■ **Your objective**: Show every line of the listing below that contains the string "shirt". Matching is case-sensitive.

————

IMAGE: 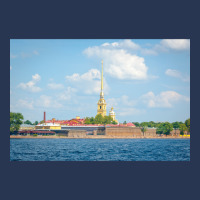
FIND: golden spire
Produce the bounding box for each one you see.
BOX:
[101,60,103,91]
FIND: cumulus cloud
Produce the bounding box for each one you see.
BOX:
[161,39,190,50]
[17,99,34,110]
[141,91,190,108]
[84,44,148,80]
[118,108,146,116]
[47,83,64,90]
[10,50,39,59]
[106,95,137,107]
[33,50,39,55]
[101,40,141,50]
[65,69,109,94]
[18,74,41,92]
[165,69,190,82]
[36,95,62,108]
[58,87,76,100]
[10,53,17,59]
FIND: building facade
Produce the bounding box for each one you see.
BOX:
[97,60,106,117]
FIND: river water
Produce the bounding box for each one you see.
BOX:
[10,139,190,161]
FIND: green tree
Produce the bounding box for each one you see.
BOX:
[140,122,149,127]
[90,117,94,124]
[94,114,103,124]
[172,122,179,129]
[132,122,140,127]
[40,120,44,124]
[141,126,147,136]
[103,116,113,124]
[84,117,91,124]
[24,120,32,125]
[156,122,173,135]
[112,121,117,125]
[179,124,188,135]
[185,118,190,132]
[33,121,38,125]
[10,112,24,132]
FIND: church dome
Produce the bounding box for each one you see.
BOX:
[109,107,115,115]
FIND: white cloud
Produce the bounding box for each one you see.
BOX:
[84,45,148,80]
[101,40,140,50]
[10,50,39,59]
[66,69,109,94]
[58,87,76,100]
[10,53,17,59]
[33,50,39,55]
[17,99,33,110]
[47,83,64,90]
[118,108,146,116]
[36,95,62,108]
[106,95,137,107]
[161,39,190,50]
[141,91,190,108]
[18,74,41,92]
[165,69,190,82]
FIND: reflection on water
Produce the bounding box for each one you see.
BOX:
[10,139,190,161]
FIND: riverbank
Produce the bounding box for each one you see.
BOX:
[10,135,190,139]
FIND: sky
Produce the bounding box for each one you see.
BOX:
[10,39,190,123]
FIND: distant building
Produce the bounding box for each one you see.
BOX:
[97,60,106,117]
[19,124,35,130]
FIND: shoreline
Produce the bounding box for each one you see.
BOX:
[10,135,190,139]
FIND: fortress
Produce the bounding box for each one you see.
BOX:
[15,61,184,138]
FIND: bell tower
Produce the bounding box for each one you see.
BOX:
[97,60,106,117]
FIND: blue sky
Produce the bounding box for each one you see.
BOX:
[10,39,190,122]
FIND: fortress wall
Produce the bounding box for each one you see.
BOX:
[144,128,156,137]
[105,127,142,137]
[169,129,180,136]
[68,130,87,138]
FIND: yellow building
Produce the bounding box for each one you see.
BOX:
[97,60,106,117]
[35,123,61,130]
[109,107,118,123]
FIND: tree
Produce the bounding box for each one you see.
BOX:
[84,117,91,124]
[94,114,103,124]
[24,120,32,125]
[172,122,179,129]
[10,112,24,132]
[140,122,148,127]
[112,121,117,125]
[185,118,190,132]
[103,116,113,124]
[33,121,38,125]
[179,124,188,135]
[156,122,173,135]
[132,122,140,127]
[141,126,147,136]
[40,120,44,124]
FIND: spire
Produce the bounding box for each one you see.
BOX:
[100,60,104,99]
[101,60,103,91]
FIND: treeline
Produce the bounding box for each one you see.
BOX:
[132,118,190,135]
[24,120,39,125]
[85,114,117,124]
[10,112,38,132]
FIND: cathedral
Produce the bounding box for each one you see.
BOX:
[97,60,117,122]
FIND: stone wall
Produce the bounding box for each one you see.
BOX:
[105,127,143,137]
[68,130,87,138]
[169,129,180,136]
[144,128,156,137]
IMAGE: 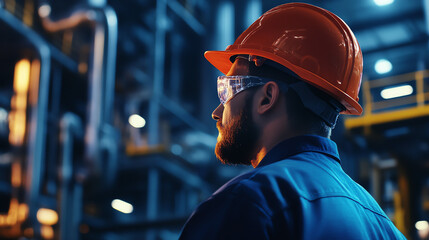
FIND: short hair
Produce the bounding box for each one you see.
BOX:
[249,57,333,138]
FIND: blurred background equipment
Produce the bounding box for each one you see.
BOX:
[0,0,429,240]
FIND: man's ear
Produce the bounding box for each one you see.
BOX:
[257,81,280,114]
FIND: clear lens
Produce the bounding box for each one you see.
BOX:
[217,76,272,104]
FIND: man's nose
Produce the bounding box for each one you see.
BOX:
[212,103,223,121]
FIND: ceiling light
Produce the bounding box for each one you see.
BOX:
[416,221,429,231]
[37,208,58,225]
[112,199,134,214]
[380,85,414,99]
[128,114,146,128]
[374,0,394,6]
[374,59,392,74]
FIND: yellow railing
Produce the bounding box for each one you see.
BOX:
[344,70,429,129]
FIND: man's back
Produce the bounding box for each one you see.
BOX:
[182,136,405,239]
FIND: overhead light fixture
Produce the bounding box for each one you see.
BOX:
[37,208,58,226]
[39,4,51,18]
[112,199,134,214]
[374,0,394,7]
[380,85,414,99]
[415,221,429,231]
[128,114,146,128]
[374,59,392,74]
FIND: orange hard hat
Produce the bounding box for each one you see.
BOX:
[204,3,363,115]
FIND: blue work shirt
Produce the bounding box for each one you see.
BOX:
[180,135,405,240]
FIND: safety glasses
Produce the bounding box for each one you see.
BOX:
[217,76,277,105]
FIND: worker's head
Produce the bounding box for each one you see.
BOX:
[205,3,362,164]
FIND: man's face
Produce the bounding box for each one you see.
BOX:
[212,58,260,165]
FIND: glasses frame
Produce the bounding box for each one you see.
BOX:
[217,76,287,105]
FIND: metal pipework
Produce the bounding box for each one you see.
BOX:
[0,8,51,236]
[59,113,83,240]
[38,4,118,176]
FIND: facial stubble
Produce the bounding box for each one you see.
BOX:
[215,98,260,165]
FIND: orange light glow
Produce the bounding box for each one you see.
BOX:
[13,59,30,93]
[9,59,31,146]
[37,208,58,225]
[11,162,21,187]
[40,225,54,239]
[18,203,29,222]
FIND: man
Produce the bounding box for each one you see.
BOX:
[180,3,405,240]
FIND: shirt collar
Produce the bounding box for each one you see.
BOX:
[257,135,341,168]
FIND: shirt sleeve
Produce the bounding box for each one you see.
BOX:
[179,183,273,240]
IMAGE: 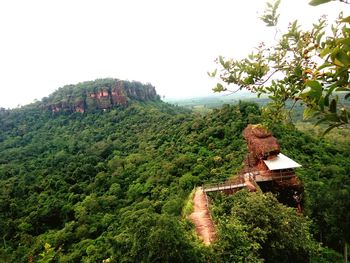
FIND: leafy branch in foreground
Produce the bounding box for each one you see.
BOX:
[209,1,350,133]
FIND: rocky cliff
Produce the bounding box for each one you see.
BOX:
[42,79,159,113]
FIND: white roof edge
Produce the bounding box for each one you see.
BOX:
[263,153,301,171]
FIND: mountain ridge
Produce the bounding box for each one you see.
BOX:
[39,78,160,113]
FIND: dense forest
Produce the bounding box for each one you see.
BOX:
[0,80,350,262]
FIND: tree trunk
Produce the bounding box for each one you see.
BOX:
[344,241,348,263]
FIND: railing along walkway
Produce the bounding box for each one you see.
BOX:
[203,171,295,193]
[203,182,246,193]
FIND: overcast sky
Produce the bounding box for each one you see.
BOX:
[0,0,350,108]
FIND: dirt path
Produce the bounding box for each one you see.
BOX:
[190,187,216,245]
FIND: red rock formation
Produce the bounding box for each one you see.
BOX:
[43,79,159,113]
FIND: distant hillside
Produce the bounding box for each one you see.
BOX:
[0,79,350,263]
[41,79,159,112]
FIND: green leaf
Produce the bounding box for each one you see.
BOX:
[213,83,226,92]
[340,16,350,23]
[305,80,322,100]
[303,108,315,120]
[329,99,337,113]
[336,51,350,66]
[309,0,332,6]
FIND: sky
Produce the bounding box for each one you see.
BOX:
[0,0,350,108]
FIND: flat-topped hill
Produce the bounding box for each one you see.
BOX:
[42,79,159,112]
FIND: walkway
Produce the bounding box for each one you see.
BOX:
[190,187,216,245]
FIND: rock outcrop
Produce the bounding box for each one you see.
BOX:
[42,79,159,113]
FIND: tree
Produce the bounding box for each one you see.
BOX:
[209,0,350,133]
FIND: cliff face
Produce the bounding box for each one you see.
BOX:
[42,79,159,113]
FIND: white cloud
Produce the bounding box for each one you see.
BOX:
[0,0,345,107]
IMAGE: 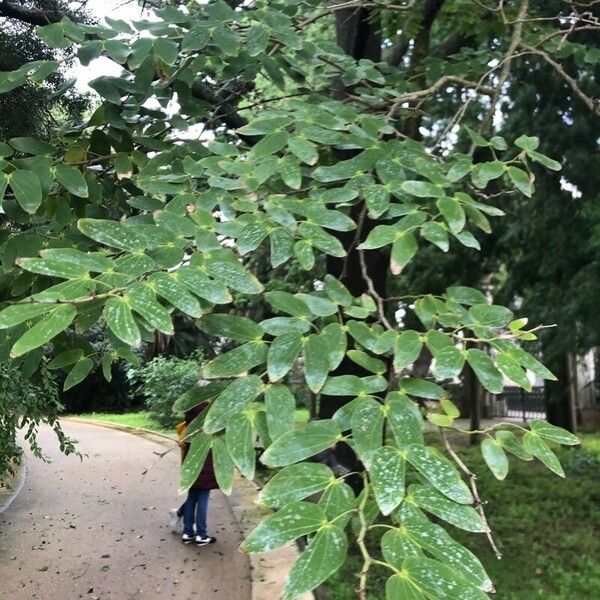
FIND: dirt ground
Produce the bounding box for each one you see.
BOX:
[0,422,250,600]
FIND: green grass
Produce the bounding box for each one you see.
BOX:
[326,434,600,600]
[68,410,174,433]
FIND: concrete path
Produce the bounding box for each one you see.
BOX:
[0,422,251,600]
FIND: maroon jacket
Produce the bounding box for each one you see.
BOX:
[183,402,219,490]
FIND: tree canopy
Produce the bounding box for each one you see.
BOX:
[0,0,600,600]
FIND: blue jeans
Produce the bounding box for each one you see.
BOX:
[183,490,209,536]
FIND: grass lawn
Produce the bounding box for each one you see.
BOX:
[326,433,600,600]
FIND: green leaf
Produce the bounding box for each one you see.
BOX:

————

■ **Response below**:
FIND: blue work shirt
FIND: shirt collar
FIND: shirt sleeve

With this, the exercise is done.